Pick out every line below that contains the string "saucer", counting case, and copy each one.

** START OF PROVIDED DATA **

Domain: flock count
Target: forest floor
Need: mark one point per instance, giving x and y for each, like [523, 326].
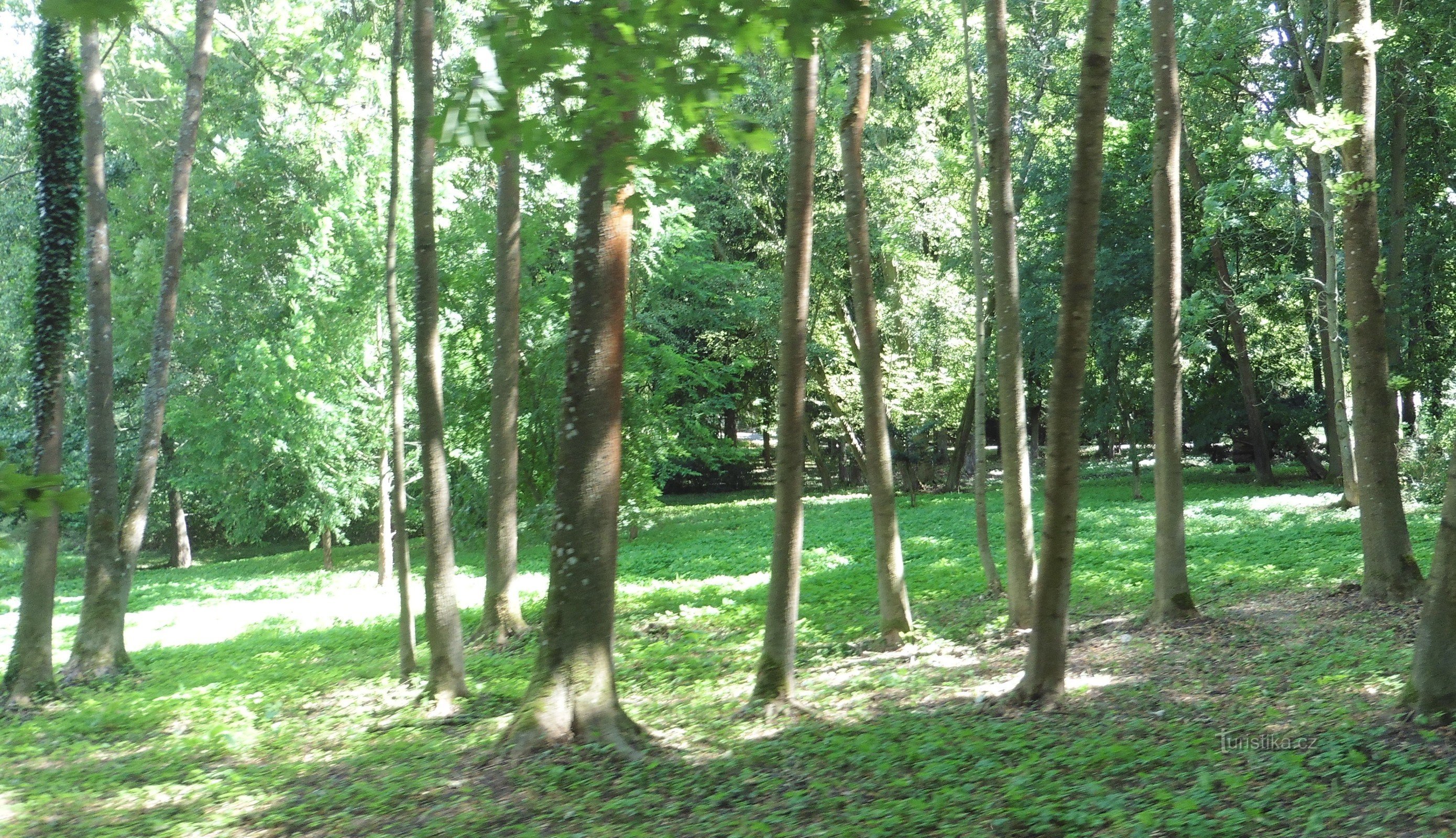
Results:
[266, 702]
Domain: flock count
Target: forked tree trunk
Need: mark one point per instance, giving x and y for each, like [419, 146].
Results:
[385, 558]
[98, 651]
[1173, 599]
[894, 599]
[59, 229]
[159, 371]
[774, 683]
[1248, 389]
[1432, 689]
[983, 539]
[1389, 564]
[501, 618]
[573, 694]
[397, 373]
[1047, 654]
[442, 612]
[1011, 382]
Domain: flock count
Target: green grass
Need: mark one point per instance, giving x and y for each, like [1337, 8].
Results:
[266, 700]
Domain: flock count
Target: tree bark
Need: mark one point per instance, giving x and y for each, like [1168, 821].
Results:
[573, 694]
[1011, 377]
[774, 683]
[1389, 564]
[894, 599]
[983, 540]
[100, 651]
[57, 137]
[442, 613]
[1248, 389]
[1173, 599]
[1432, 689]
[159, 371]
[503, 619]
[1047, 655]
[397, 366]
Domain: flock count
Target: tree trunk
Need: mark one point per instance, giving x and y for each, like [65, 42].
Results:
[1248, 389]
[894, 599]
[397, 373]
[1173, 599]
[1047, 654]
[501, 618]
[181, 543]
[100, 651]
[983, 540]
[1011, 379]
[573, 694]
[159, 371]
[1389, 564]
[442, 613]
[385, 524]
[774, 683]
[1432, 689]
[59, 227]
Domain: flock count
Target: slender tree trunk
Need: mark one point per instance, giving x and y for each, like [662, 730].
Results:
[1432, 689]
[181, 542]
[1248, 389]
[1047, 655]
[1389, 564]
[397, 366]
[894, 599]
[159, 371]
[57, 124]
[775, 680]
[385, 524]
[1173, 599]
[100, 651]
[983, 539]
[501, 619]
[573, 694]
[1011, 379]
[442, 613]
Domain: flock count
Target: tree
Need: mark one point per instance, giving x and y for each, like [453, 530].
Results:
[1389, 565]
[57, 124]
[113, 601]
[442, 613]
[1047, 654]
[894, 600]
[98, 651]
[1011, 382]
[774, 684]
[397, 374]
[501, 618]
[1171, 596]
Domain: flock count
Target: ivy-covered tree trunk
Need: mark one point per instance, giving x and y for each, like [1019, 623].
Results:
[442, 613]
[159, 371]
[501, 618]
[573, 694]
[57, 123]
[774, 684]
[1389, 564]
[98, 651]
[1047, 655]
[397, 364]
[983, 539]
[1011, 383]
[1173, 599]
[894, 599]
[1432, 689]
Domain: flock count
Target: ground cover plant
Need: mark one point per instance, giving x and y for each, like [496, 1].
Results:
[267, 700]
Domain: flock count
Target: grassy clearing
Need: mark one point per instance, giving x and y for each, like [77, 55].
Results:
[266, 702]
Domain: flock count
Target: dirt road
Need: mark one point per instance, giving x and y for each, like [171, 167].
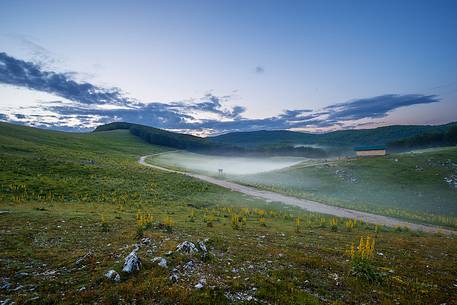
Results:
[307, 205]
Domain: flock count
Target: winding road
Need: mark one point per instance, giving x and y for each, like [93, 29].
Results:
[305, 204]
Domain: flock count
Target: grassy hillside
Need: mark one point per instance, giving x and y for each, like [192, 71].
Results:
[349, 138]
[202, 145]
[74, 205]
[417, 186]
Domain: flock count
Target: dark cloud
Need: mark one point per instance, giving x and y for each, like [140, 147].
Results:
[180, 115]
[375, 107]
[21, 73]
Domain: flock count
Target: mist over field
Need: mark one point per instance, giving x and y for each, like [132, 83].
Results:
[230, 165]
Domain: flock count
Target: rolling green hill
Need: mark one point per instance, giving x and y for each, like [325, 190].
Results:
[418, 186]
[204, 145]
[73, 206]
[347, 138]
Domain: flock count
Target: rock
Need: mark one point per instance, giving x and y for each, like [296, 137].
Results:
[83, 259]
[189, 266]
[201, 283]
[202, 246]
[5, 284]
[145, 241]
[162, 262]
[132, 262]
[113, 275]
[187, 246]
[174, 275]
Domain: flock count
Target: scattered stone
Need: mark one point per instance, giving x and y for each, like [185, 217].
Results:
[201, 283]
[202, 246]
[174, 275]
[239, 297]
[189, 266]
[162, 262]
[112, 275]
[5, 284]
[83, 259]
[145, 241]
[187, 246]
[132, 262]
[451, 180]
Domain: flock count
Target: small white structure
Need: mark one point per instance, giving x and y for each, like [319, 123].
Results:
[369, 151]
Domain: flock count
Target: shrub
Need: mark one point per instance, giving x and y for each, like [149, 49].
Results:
[362, 260]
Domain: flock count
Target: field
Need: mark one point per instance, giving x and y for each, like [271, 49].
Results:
[74, 205]
[419, 186]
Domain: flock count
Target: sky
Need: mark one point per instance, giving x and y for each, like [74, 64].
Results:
[211, 67]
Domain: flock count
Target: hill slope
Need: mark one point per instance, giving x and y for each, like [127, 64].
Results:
[376, 136]
[73, 206]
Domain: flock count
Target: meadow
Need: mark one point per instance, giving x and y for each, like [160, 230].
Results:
[74, 205]
[417, 186]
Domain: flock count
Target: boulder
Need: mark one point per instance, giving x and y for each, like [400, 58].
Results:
[113, 275]
[162, 262]
[132, 262]
[187, 247]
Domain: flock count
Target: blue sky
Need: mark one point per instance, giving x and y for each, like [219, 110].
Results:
[216, 66]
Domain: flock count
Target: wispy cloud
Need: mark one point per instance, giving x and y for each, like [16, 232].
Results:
[88, 105]
[259, 70]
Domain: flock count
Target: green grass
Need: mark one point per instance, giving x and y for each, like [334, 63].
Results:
[80, 193]
[409, 185]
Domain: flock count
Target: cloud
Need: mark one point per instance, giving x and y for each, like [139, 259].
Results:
[21, 73]
[375, 107]
[259, 70]
[88, 105]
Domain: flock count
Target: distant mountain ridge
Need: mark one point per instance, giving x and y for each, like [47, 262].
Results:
[344, 138]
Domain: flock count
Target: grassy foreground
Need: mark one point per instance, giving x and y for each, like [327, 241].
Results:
[73, 206]
[419, 187]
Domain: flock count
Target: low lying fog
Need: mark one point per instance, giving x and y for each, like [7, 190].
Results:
[230, 165]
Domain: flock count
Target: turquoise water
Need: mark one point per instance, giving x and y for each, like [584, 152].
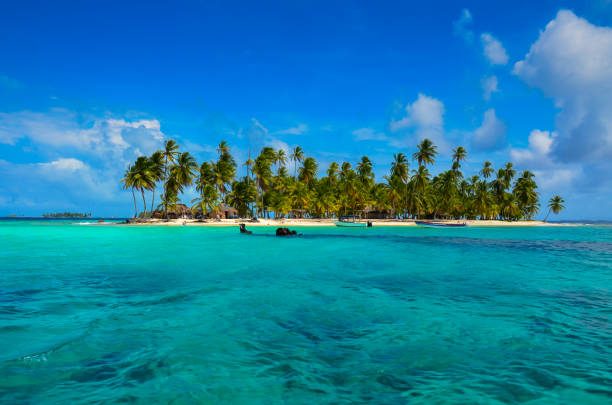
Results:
[185, 315]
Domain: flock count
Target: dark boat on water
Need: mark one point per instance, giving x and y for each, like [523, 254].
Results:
[434, 224]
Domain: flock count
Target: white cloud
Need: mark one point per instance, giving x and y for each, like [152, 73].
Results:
[493, 50]
[297, 130]
[571, 62]
[460, 26]
[489, 86]
[536, 155]
[64, 165]
[491, 134]
[9, 83]
[98, 136]
[424, 118]
[368, 134]
[64, 183]
[259, 136]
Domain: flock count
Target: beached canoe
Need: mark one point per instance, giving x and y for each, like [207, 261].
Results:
[351, 224]
[431, 224]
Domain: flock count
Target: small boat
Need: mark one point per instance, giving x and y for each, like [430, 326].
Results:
[434, 224]
[351, 222]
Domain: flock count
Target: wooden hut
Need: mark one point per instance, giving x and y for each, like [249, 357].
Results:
[226, 212]
[175, 212]
[370, 212]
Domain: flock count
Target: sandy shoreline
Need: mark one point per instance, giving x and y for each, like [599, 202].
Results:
[330, 223]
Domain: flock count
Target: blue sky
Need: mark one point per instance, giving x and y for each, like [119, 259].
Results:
[86, 87]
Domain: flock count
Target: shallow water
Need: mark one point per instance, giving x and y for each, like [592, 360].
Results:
[99, 314]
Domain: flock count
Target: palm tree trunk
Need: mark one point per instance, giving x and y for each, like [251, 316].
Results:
[152, 202]
[135, 207]
[144, 203]
[166, 189]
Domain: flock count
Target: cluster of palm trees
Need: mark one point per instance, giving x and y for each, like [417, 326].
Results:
[268, 189]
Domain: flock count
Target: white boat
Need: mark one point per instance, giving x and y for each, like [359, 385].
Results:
[351, 222]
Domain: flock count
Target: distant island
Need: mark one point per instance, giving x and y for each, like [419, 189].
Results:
[66, 215]
[270, 189]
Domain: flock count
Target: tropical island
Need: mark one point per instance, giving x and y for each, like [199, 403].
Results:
[270, 191]
[66, 215]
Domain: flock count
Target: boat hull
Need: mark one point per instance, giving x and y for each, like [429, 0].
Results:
[427, 224]
[351, 224]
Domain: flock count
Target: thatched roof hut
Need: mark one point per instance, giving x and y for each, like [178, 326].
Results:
[226, 212]
[370, 212]
[177, 211]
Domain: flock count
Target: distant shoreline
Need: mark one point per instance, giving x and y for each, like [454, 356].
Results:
[330, 223]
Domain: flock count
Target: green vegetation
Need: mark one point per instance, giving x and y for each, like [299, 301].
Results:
[66, 215]
[555, 205]
[269, 189]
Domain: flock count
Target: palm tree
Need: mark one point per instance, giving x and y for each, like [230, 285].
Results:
[509, 173]
[128, 182]
[169, 154]
[308, 171]
[222, 148]
[332, 171]
[156, 167]
[342, 190]
[281, 158]
[297, 156]
[183, 171]
[143, 178]
[487, 170]
[208, 201]
[555, 205]
[459, 154]
[427, 152]
[364, 169]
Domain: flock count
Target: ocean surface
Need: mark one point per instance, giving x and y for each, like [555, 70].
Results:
[188, 315]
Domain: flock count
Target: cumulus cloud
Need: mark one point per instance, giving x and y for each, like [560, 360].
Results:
[571, 62]
[259, 136]
[88, 157]
[9, 83]
[297, 130]
[424, 118]
[100, 136]
[536, 155]
[491, 134]
[489, 86]
[368, 134]
[493, 50]
[64, 183]
[461, 26]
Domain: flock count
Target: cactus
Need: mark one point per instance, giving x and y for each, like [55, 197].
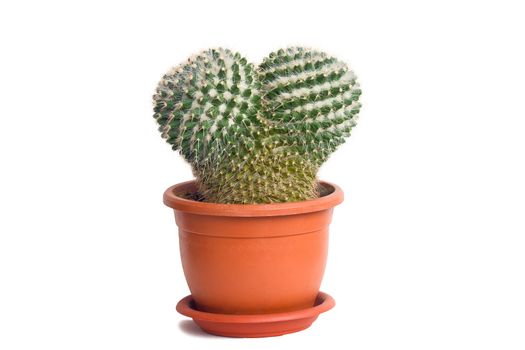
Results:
[257, 135]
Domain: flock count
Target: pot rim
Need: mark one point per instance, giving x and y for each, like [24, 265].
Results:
[172, 200]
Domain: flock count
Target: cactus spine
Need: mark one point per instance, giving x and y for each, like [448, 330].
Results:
[257, 135]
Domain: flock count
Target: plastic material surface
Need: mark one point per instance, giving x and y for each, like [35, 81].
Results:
[256, 326]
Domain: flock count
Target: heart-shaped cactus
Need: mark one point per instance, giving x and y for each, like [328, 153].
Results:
[257, 135]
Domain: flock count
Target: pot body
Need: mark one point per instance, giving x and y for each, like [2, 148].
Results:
[243, 259]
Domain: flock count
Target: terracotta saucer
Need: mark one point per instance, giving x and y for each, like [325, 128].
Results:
[255, 326]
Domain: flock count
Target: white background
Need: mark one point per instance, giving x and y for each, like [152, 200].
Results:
[427, 251]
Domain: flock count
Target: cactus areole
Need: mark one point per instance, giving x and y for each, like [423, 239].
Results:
[257, 134]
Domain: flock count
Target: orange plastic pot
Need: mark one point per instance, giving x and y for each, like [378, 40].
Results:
[253, 259]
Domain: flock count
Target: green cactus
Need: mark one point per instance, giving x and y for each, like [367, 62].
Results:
[257, 135]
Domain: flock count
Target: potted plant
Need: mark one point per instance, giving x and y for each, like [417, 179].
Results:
[253, 225]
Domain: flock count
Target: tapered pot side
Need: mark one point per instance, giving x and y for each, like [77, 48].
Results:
[253, 259]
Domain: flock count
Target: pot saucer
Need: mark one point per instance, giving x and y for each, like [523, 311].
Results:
[255, 326]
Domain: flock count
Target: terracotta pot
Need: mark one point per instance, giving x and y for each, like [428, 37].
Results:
[253, 259]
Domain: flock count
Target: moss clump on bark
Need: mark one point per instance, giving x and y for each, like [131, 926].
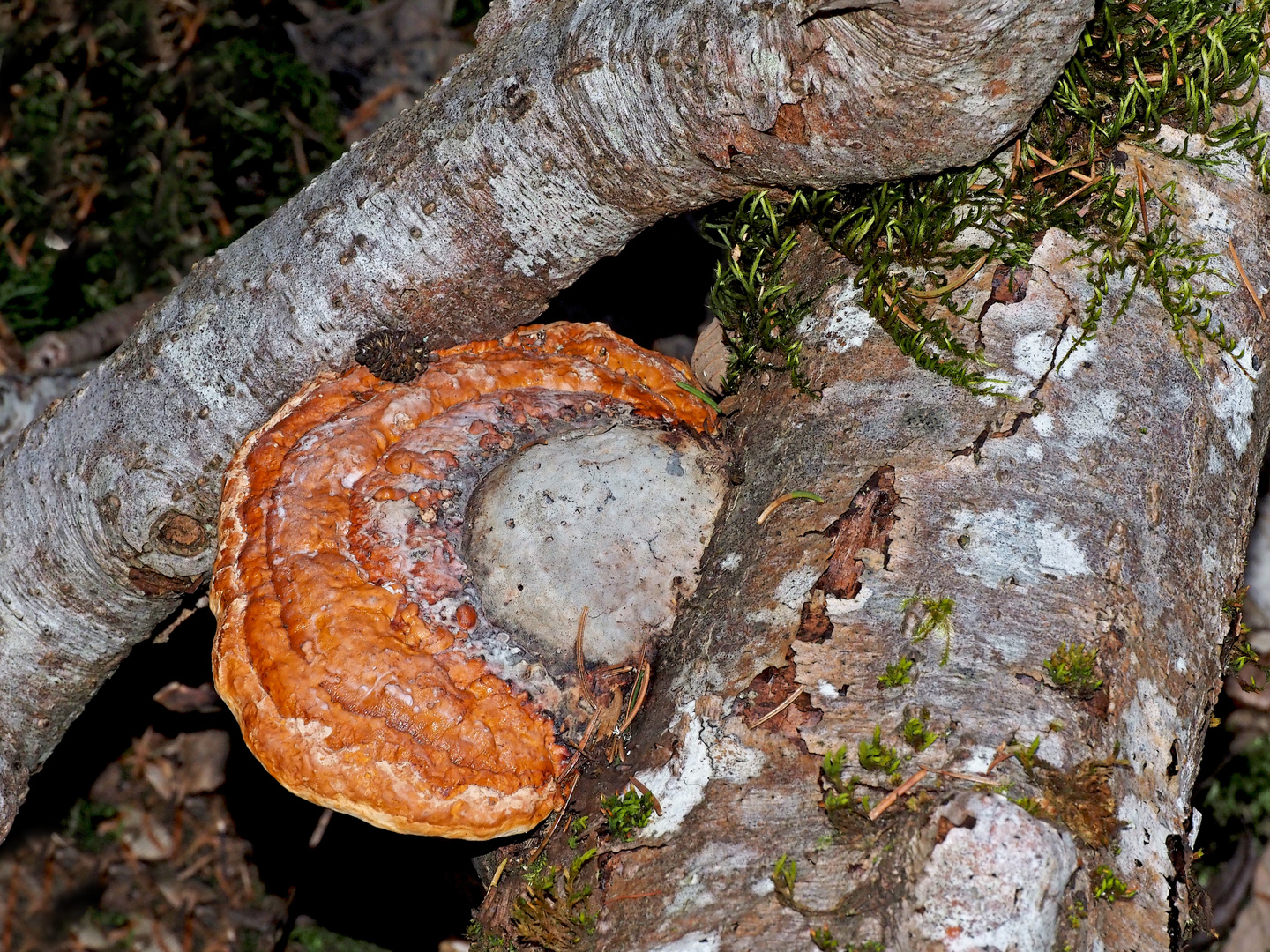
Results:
[1133, 71]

** END OF PROVIDED DATA **

CORRECT RESULT »
Target: terracotta saucer
Target: pot saucer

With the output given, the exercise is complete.